§ **Goal of the exercise**:
Rewrite everything in the passage on presidential campaign funding from "Eligible candidates may" down to "in matching funds.", putting "matching grants" wherever "matching funds" appears.

§ **Given passage**:
Eligible candidates may receive public funds equaling up to half of the national spending limit for the primary campaign, although because of the donors that give up to the $2,300 limit, they generally raise much more money than they receive in matching funds.

In 2008, many of the top candidates chose not to accept the primary matching funds. Tom Tancredo, John Edwards, Chris Dodd, Joe Biden, Dennis Kucinich, and Duncan Hunter qualified for and elected to take public funds in the primary. John McCain qualified for public funds in the primary, but later decided to reject them. Barack Obama declined public funds for both the primary and the November election.

==General election==

The presidential nominee of each major party (one whose candidate received more than 25% of the vote in the previous election) may become eligible for a public grant of $81.78 million (if the election were held in 2007). To be eligible to receive the public funds, the candidate must limit spending to the amount of the grant and cannot accept private contributions for the campaign. After the conventions, candidates raise funds for general election legal and accounting compliance funds (GELACs), which are to exclusively pay for legal and accounting expenses for the campaign. They can also pay for recounts, since that is considered a "winding down" expense allowed under regulations. These expenditures are not subject to the above limit. However, in 2007, the FEC ruled that up to 5% of broadcast advertising can be paid for using GELACs, since that is time nominally spent on the required disclaimers under the Bipartisan Campaign Reform Act, namely I approve this message.

In addition, candidates may spend up to $50,000 from their own personal funds. Such spending does not count against the expenditure limit.

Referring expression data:
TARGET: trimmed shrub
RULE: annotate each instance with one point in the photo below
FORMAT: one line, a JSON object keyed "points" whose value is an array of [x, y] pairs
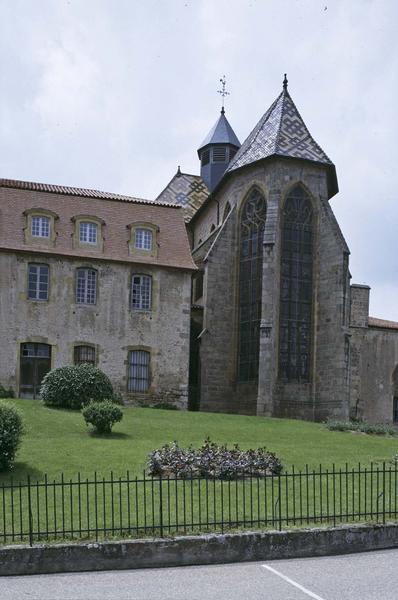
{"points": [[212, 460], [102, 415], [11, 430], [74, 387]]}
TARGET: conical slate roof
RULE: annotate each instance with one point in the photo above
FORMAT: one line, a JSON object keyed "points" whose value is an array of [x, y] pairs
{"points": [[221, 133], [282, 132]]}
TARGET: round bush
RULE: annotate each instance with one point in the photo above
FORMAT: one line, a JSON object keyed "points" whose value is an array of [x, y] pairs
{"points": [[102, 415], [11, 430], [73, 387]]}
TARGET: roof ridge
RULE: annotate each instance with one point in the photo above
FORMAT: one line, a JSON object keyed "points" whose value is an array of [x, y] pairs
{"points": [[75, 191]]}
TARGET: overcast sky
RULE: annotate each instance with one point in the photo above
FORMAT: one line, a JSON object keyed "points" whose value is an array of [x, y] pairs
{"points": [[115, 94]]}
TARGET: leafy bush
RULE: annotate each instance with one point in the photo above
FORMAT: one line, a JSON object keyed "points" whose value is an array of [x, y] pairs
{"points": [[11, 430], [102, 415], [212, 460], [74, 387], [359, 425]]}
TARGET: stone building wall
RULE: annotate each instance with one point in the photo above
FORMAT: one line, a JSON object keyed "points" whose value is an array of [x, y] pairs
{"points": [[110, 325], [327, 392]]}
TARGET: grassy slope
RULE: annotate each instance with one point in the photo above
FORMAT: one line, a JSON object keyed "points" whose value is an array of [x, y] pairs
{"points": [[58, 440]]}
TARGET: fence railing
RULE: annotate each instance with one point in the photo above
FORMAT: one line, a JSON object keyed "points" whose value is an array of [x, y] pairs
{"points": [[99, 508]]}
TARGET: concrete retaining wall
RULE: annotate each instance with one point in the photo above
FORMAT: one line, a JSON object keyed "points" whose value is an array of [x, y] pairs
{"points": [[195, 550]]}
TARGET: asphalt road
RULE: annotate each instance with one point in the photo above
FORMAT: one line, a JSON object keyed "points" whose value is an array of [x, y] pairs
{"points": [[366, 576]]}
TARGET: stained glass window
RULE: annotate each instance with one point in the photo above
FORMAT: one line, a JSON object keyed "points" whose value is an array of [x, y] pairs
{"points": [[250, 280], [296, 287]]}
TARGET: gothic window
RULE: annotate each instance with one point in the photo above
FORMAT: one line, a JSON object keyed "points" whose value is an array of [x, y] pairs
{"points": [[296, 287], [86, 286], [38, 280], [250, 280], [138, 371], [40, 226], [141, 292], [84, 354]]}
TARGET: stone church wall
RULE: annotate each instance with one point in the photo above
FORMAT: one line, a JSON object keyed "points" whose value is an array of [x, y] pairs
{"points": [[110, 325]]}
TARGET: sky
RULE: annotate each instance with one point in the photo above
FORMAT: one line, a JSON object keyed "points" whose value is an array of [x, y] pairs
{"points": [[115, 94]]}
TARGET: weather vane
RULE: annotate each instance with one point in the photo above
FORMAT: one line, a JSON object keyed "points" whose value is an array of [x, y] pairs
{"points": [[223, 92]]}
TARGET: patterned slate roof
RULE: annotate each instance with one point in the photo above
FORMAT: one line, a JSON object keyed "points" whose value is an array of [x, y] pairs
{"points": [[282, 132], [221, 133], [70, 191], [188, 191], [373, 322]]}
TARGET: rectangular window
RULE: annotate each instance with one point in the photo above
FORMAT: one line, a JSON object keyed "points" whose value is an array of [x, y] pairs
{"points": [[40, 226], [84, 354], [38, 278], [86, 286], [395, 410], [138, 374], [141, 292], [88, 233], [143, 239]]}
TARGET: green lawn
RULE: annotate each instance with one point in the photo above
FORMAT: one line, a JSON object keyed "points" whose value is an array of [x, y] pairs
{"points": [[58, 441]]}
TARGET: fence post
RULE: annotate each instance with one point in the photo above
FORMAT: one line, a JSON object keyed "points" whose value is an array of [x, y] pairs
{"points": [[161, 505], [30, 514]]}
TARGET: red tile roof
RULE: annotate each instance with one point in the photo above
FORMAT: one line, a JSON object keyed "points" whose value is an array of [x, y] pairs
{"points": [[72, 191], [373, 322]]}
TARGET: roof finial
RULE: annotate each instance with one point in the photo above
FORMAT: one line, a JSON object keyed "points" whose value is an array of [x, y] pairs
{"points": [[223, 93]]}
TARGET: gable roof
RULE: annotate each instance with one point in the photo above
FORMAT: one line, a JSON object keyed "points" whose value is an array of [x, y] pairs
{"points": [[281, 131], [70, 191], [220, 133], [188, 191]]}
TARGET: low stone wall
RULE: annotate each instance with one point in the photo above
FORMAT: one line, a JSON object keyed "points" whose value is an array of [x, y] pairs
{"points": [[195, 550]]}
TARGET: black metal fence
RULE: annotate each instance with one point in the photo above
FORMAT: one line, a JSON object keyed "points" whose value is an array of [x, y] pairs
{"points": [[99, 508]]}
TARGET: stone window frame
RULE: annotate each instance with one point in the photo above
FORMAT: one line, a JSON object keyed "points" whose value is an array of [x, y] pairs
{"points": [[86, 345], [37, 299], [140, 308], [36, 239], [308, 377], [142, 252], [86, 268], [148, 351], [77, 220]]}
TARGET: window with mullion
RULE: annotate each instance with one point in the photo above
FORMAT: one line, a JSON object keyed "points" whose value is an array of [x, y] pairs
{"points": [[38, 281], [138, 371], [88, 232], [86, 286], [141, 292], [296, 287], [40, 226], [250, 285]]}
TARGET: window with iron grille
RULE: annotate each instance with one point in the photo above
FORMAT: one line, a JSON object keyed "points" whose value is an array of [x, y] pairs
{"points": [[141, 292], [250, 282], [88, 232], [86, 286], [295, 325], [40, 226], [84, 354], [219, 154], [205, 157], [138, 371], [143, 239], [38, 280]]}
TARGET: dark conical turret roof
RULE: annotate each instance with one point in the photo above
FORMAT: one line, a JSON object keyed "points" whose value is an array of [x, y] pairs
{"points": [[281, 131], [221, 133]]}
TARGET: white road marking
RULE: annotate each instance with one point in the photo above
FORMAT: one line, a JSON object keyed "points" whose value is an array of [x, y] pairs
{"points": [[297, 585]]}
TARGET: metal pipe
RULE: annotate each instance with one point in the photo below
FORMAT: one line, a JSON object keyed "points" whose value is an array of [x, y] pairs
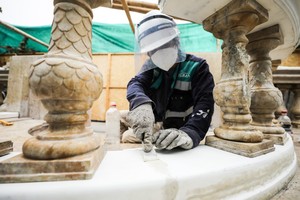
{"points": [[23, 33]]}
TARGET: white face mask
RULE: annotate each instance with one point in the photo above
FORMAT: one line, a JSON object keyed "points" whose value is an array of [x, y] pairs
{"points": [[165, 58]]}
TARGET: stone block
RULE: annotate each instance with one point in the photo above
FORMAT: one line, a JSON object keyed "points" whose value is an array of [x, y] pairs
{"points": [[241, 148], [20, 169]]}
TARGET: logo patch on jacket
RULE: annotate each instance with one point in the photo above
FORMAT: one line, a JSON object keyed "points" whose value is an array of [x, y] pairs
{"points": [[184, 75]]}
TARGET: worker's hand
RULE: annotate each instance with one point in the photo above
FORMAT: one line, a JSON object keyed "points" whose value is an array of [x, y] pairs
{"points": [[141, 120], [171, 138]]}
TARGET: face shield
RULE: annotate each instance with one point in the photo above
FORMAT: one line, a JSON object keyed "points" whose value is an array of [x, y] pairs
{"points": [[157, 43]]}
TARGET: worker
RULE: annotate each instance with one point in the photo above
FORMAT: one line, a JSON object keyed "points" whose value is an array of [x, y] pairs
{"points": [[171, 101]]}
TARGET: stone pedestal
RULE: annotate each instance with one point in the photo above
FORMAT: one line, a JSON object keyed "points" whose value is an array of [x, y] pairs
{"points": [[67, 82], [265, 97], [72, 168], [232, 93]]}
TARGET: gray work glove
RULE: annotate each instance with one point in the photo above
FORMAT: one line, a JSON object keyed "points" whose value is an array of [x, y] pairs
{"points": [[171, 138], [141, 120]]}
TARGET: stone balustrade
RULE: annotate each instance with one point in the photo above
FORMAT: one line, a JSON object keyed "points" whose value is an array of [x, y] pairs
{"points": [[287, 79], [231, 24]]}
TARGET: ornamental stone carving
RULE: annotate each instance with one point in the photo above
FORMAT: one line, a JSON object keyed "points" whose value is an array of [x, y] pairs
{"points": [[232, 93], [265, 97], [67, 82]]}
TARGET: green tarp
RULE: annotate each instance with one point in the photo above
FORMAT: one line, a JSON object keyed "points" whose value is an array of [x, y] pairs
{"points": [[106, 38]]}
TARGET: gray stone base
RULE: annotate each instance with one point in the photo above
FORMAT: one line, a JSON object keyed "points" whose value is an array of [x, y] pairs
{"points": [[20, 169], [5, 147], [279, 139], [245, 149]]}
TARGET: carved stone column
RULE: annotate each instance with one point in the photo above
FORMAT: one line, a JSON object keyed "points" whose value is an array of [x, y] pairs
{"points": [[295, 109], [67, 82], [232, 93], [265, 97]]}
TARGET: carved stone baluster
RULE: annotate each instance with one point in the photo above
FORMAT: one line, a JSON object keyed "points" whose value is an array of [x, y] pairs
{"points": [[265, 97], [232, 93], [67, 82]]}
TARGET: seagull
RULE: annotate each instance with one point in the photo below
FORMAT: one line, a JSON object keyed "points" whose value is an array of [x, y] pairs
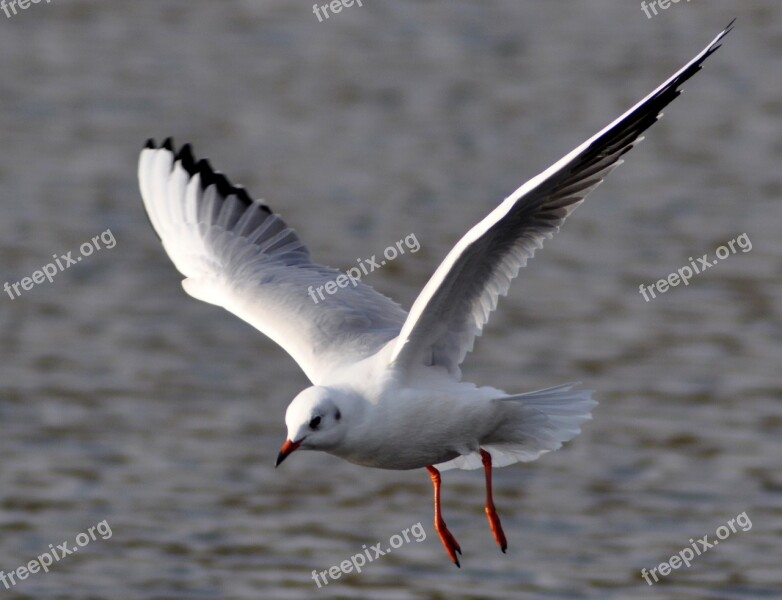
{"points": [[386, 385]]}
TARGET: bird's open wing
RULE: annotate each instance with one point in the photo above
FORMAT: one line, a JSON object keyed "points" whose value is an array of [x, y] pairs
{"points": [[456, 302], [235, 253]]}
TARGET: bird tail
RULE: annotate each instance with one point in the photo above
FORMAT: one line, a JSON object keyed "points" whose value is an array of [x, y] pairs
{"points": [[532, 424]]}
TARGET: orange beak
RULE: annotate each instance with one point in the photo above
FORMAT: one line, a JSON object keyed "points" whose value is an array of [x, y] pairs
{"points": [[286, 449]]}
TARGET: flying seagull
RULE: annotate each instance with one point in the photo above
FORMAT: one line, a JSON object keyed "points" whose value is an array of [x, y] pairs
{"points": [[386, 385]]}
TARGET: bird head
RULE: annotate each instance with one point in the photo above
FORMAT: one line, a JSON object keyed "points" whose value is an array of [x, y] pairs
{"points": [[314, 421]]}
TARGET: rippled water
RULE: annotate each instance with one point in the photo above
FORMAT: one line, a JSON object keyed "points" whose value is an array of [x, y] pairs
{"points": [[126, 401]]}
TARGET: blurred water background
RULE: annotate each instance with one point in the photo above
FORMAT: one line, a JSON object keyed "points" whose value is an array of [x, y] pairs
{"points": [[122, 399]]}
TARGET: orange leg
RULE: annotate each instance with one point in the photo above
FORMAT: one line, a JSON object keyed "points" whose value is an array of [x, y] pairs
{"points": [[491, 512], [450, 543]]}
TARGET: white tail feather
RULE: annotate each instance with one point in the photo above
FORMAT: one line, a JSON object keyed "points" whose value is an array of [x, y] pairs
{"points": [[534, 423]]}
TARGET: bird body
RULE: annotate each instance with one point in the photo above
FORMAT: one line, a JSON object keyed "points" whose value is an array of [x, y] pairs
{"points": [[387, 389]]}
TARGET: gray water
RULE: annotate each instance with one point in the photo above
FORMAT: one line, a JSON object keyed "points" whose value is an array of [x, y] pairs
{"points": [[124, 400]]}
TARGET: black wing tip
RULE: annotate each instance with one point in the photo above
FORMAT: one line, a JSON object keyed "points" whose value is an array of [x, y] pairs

§ **Result for this exercise**:
Eligible candidates may receive public funds equaling up to half of the national spending limit for the primary campaign, although because of the donors that give up to the $2,300 limit, they generally raise much more money than they receive in matching grants.